Instruction: Put the lines of the items, from the line that contains "You are an automated detector. In this image, locate the roof" through the final line of the items, into a Markdown table with the columns Row and Text. Row holds the row number, Text holds the line, and blank lines are left out.
-- start The records --
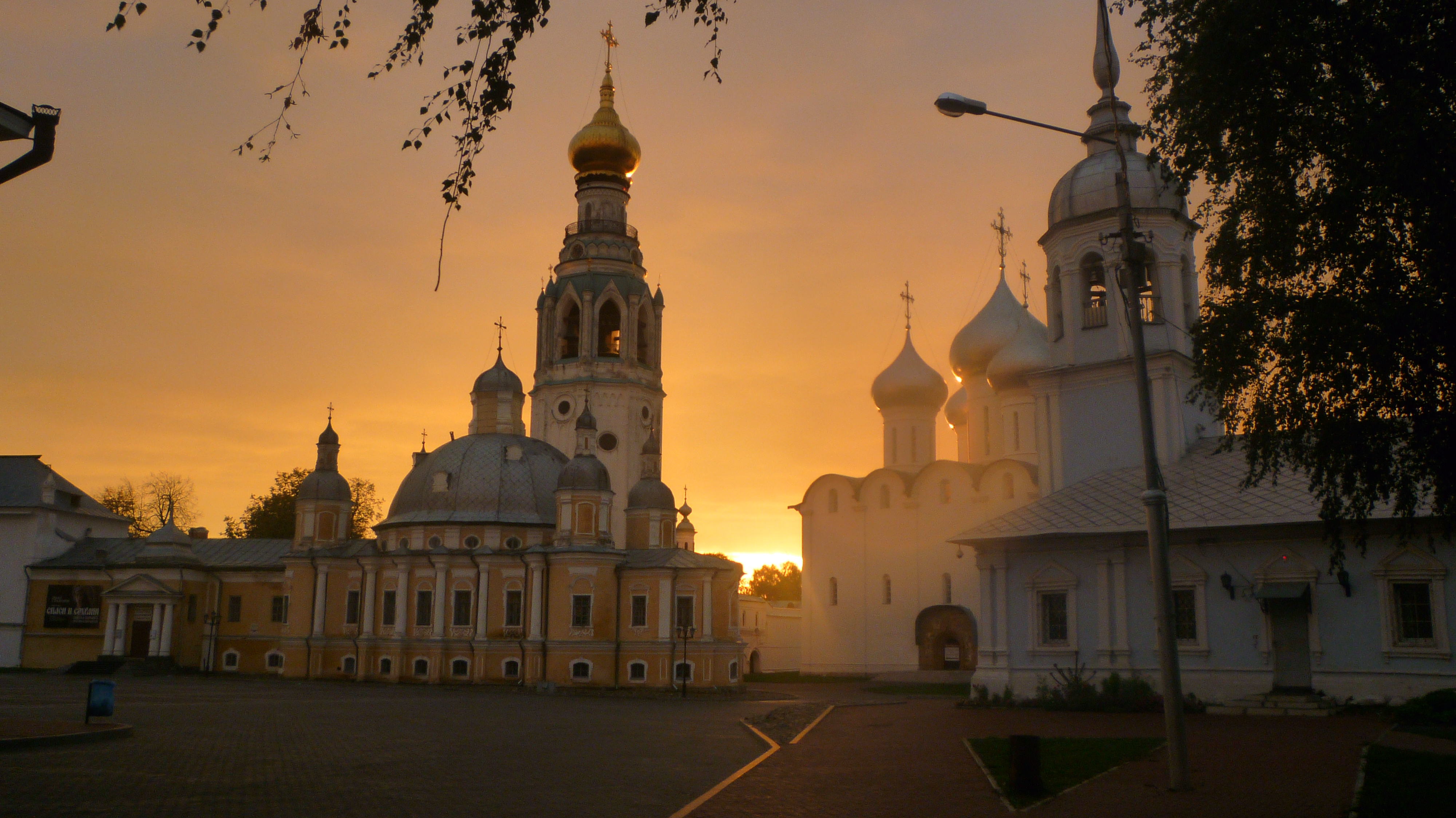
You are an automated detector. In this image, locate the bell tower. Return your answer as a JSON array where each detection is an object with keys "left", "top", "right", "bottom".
[{"left": 530, "top": 23, "right": 664, "bottom": 547}]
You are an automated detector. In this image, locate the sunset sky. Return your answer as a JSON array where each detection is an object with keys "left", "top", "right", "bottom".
[{"left": 0, "top": 0, "right": 1146, "bottom": 571}]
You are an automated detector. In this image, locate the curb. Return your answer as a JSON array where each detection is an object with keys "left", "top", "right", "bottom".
[{"left": 0, "top": 725, "right": 131, "bottom": 753}]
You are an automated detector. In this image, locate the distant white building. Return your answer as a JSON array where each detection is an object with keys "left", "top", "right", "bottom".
[
  {"left": 0, "top": 454, "right": 130, "bottom": 667},
  {"left": 794, "top": 9, "right": 1456, "bottom": 700}
]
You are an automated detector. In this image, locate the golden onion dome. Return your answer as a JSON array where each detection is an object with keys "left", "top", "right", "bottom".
[{"left": 566, "top": 68, "right": 642, "bottom": 178}]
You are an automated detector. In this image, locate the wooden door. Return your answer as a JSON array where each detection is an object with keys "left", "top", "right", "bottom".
[
  {"left": 127, "top": 622, "right": 151, "bottom": 659},
  {"left": 1268, "top": 600, "right": 1312, "bottom": 690}
]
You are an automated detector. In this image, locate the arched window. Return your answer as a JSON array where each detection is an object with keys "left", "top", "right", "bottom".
[
  {"left": 636, "top": 304, "right": 652, "bottom": 367},
  {"left": 1047, "top": 266, "right": 1061, "bottom": 341},
  {"left": 1082, "top": 253, "right": 1107, "bottom": 329},
  {"left": 314, "top": 511, "right": 335, "bottom": 540},
  {"left": 577, "top": 502, "right": 597, "bottom": 534},
  {"left": 561, "top": 301, "right": 581, "bottom": 358},
  {"left": 597, "top": 295, "right": 622, "bottom": 358}
]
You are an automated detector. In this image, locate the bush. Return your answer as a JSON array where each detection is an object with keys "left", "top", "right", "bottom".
[{"left": 1393, "top": 687, "right": 1456, "bottom": 725}]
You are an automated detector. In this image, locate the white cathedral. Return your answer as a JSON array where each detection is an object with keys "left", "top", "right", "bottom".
[{"left": 792, "top": 14, "right": 1456, "bottom": 702}]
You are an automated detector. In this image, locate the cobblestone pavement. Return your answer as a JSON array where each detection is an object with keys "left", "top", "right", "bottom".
[
  {"left": 0, "top": 674, "right": 776, "bottom": 818},
  {"left": 692, "top": 699, "right": 1386, "bottom": 818}
]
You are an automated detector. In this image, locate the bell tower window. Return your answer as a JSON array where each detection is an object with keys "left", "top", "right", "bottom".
[
  {"left": 597, "top": 301, "right": 622, "bottom": 352},
  {"left": 561, "top": 304, "right": 581, "bottom": 358}
]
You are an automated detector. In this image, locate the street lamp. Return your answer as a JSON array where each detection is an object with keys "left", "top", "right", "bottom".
[
  {"left": 935, "top": 0, "right": 1188, "bottom": 790},
  {"left": 673, "top": 624, "right": 697, "bottom": 699}
]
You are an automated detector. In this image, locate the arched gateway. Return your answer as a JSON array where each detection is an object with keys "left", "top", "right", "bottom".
[{"left": 914, "top": 605, "right": 977, "bottom": 671}]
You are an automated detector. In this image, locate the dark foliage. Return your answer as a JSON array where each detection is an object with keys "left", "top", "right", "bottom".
[{"left": 1127, "top": 0, "right": 1456, "bottom": 569}]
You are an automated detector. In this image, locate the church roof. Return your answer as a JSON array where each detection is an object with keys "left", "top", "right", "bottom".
[{"left": 951, "top": 438, "right": 1388, "bottom": 544}]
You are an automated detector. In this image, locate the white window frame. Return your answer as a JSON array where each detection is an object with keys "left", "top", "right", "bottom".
[
  {"left": 628, "top": 659, "right": 648, "bottom": 684},
  {"left": 1026, "top": 562, "right": 1079, "bottom": 656},
  {"left": 566, "top": 656, "right": 597, "bottom": 684},
  {"left": 1370, "top": 546, "right": 1452, "bottom": 662}
]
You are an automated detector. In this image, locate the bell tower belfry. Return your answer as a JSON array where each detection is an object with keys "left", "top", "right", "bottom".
[{"left": 530, "top": 23, "right": 664, "bottom": 547}]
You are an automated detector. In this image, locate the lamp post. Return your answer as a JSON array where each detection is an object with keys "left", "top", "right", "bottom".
[
  {"left": 673, "top": 624, "right": 697, "bottom": 699},
  {"left": 935, "top": 0, "right": 1188, "bottom": 790}
]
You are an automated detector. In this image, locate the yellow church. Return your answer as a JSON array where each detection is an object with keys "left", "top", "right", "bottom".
[{"left": 22, "top": 44, "right": 744, "bottom": 687}]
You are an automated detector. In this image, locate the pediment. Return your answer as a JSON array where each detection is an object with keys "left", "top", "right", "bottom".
[
  {"left": 1373, "top": 546, "right": 1446, "bottom": 576},
  {"left": 1026, "top": 562, "right": 1077, "bottom": 588},
  {"left": 1254, "top": 549, "right": 1319, "bottom": 582},
  {"left": 105, "top": 573, "right": 178, "bottom": 597}
]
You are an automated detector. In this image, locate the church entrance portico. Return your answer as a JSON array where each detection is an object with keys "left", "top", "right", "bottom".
[{"left": 914, "top": 605, "right": 977, "bottom": 671}]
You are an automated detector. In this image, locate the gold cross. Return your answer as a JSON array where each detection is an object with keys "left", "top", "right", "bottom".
[
  {"left": 598, "top": 20, "right": 617, "bottom": 74},
  {"left": 992, "top": 208, "right": 1010, "bottom": 277}
]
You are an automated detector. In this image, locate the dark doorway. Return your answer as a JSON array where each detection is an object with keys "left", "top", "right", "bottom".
[{"left": 127, "top": 622, "right": 151, "bottom": 659}]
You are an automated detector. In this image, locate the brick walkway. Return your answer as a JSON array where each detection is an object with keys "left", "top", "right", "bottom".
[
  {"left": 692, "top": 699, "right": 1386, "bottom": 818},
  {"left": 0, "top": 674, "right": 776, "bottom": 818}
]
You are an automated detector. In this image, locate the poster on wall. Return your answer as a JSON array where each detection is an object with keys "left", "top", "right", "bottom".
[{"left": 45, "top": 585, "right": 100, "bottom": 627}]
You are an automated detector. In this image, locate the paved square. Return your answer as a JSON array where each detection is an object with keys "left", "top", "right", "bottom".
[{"left": 0, "top": 674, "right": 775, "bottom": 818}]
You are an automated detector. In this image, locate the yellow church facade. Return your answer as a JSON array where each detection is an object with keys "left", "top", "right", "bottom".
[{"left": 22, "top": 44, "right": 745, "bottom": 687}]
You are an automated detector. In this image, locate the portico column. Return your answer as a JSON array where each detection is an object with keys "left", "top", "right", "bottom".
[
  {"left": 147, "top": 603, "right": 162, "bottom": 656},
  {"left": 431, "top": 562, "right": 447, "bottom": 639},
  {"left": 157, "top": 603, "right": 178, "bottom": 656},
  {"left": 100, "top": 603, "right": 119, "bottom": 656},
  {"left": 313, "top": 565, "right": 329, "bottom": 636},
  {"left": 523, "top": 565, "right": 542, "bottom": 640},
  {"left": 364, "top": 565, "right": 379, "bottom": 636},
  {"left": 475, "top": 565, "right": 491, "bottom": 639}
]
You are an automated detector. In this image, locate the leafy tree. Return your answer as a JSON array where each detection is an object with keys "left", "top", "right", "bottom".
[
  {"left": 100, "top": 472, "right": 198, "bottom": 537},
  {"left": 106, "top": 0, "right": 729, "bottom": 290},
  {"left": 747, "top": 562, "right": 804, "bottom": 601},
  {"left": 1136, "top": 0, "right": 1456, "bottom": 559},
  {"left": 223, "top": 469, "right": 380, "bottom": 540}
]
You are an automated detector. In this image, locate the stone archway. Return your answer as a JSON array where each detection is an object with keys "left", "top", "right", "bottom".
[{"left": 914, "top": 605, "right": 977, "bottom": 671}]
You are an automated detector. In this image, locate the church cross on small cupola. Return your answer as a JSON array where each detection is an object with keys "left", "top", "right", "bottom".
[{"left": 598, "top": 20, "right": 617, "bottom": 74}]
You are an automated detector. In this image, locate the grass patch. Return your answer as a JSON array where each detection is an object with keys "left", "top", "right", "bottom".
[
  {"left": 970, "top": 738, "right": 1165, "bottom": 815},
  {"left": 743, "top": 671, "right": 869, "bottom": 684},
  {"left": 1358, "top": 744, "right": 1456, "bottom": 818},
  {"left": 865, "top": 681, "right": 970, "bottom": 699},
  {"left": 1395, "top": 725, "right": 1456, "bottom": 741}
]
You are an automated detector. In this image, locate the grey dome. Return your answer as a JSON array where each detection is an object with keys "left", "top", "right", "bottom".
[
  {"left": 869, "top": 329, "right": 946, "bottom": 409},
  {"left": 298, "top": 469, "right": 354, "bottom": 502},
  {"left": 376, "top": 432, "right": 566, "bottom": 527},
  {"left": 556, "top": 454, "right": 612, "bottom": 492},
  {"left": 628, "top": 477, "right": 677, "bottom": 511},
  {"left": 470, "top": 352, "right": 524, "bottom": 392},
  {"left": 1047, "top": 150, "right": 1188, "bottom": 230}
]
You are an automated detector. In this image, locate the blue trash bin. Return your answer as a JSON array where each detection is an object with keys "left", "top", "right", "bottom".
[{"left": 86, "top": 680, "right": 116, "bottom": 723}]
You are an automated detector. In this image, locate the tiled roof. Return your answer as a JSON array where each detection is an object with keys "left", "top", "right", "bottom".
[
  {"left": 951, "top": 440, "right": 1351, "bottom": 543},
  {"left": 0, "top": 454, "right": 122, "bottom": 520}
]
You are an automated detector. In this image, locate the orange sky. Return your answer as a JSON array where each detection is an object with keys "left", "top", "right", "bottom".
[{"left": 0, "top": 0, "right": 1146, "bottom": 571}]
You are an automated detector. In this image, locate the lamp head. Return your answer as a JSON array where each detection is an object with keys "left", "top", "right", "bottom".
[{"left": 935, "top": 93, "right": 986, "bottom": 116}]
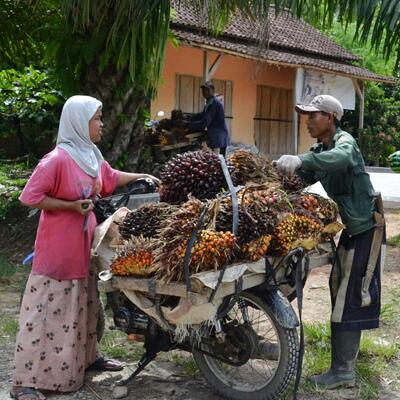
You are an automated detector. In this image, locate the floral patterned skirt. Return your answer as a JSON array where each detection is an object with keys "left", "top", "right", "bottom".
[{"left": 13, "top": 273, "right": 100, "bottom": 392}]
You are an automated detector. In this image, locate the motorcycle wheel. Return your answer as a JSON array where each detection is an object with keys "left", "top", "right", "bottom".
[{"left": 193, "top": 292, "right": 299, "bottom": 400}]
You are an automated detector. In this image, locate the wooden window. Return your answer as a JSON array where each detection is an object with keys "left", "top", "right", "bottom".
[
  {"left": 175, "top": 75, "right": 233, "bottom": 133},
  {"left": 254, "top": 85, "right": 295, "bottom": 159}
]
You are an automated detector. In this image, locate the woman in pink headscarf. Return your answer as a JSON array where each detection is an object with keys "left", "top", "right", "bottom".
[{"left": 11, "top": 96, "right": 158, "bottom": 400}]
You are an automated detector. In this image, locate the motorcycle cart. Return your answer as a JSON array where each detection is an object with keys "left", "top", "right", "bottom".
[{"left": 95, "top": 203, "right": 332, "bottom": 400}]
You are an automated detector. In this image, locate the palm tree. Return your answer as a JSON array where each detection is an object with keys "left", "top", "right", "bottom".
[{"left": 0, "top": 0, "right": 400, "bottom": 168}]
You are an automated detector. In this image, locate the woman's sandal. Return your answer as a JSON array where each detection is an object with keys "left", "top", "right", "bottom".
[
  {"left": 86, "top": 357, "right": 124, "bottom": 371},
  {"left": 10, "top": 387, "right": 46, "bottom": 400}
]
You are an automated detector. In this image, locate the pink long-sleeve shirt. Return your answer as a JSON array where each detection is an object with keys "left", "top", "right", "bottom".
[{"left": 19, "top": 147, "right": 119, "bottom": 280}]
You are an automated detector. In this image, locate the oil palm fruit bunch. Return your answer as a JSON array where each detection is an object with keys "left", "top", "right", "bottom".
[
  {"left": 296, "top": 194, "right": 319, "bottom": 212},
  {"left": 216, "top": 185, "right": 289, "bottom": 245},
  {"left": 111, "top": 236, "right": 154, "bottom": 276},
  {"left": 227, "top": 149, "right": 279, "bottom": 185},
  {"left": 154, "top": 197, "right": 209, "bottom": 276},
  {"left": 313, "top": 195, "right": 339, "bottom": 224},
  {"left": 119, "top": 203, "right": 171, "bottom": 240},
  {"left": 160, "top": 150, "right": 226, "bottom": 204},
  {"left": 155, "top": 230, "right": 235, "bottom": 282},
  {"left": 271, "top": 213, "right": 322, "bottom": 255},
  {"left": 238, "top": 235, "right": 271, "bottom": 261},
  {"left": 279, "top": 173, "right": 309, "bottom": 193}
]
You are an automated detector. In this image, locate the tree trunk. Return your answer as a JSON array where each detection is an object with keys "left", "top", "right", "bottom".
[{"left": 84, "top": 68, "right": 150, "bottom": 171}]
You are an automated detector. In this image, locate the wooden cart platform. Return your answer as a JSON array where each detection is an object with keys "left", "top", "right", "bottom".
[{"left": 99, "top": 246, "right": 332, "bottom": 304}]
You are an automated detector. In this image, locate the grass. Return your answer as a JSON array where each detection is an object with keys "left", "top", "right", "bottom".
[
  {"left": 387, "top": 235, "right": 400, "bottom": 247},
  {"left": 100, "top": 329, "right": 143, "bottom": 361},
  {"left": 0, "top": 163, "right": 32, "bottom": 220},
  {"left": 302, "top": 318, "right": 400, "bottom": 400}
]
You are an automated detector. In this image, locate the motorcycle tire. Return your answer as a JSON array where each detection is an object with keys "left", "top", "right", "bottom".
[{"left": 193, "top": 292, "right": 299, "bottom": 400}]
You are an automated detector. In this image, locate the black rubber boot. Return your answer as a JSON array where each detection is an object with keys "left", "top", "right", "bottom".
[{"left": 309, "top": 329, "right": 361, "bottom": 389}]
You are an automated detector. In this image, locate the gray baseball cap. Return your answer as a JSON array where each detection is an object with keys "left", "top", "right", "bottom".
[{"left": 295, "top": 94, "right": 343, "bottom": 121}]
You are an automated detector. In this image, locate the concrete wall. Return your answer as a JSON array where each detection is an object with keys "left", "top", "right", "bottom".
[{"left": 151, "top": 44, "right": 295, "bottom": 144}]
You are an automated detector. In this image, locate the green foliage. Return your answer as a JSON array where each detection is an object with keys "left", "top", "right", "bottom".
[
  {"left": 0, "top": 163, "right": 31, "bottom": 221},
  {"left": 343, "top": 83, "right": 400, "bottom": 167},
  {"left": 304, "top": 323, "right": 400, "bottom": 400},
  {"left": 0, "top": 0, "right": 60, "bottom": 69},
  {"left": 0, "top": 66, "right": 63, "bottom": 155},
  {"left": 324, "top": 21, "right": 396, "bottom": 76}
]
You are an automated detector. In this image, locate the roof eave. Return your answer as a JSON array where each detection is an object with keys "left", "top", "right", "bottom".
[{"left": 180, "top": 39, "right": 397, "bottom": 84}]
-- end The records --
Answer below:
| Row | Text |
|---|---|
| 1 | You are an automated detector. In this image, locate the roof eave. Return your answer as a JSON array where each detection is an object with keys "left", "top", "right", "bottom". |
| 2 | [{"left": 180, "top": 39, "right": 397, "bottom": 84}] |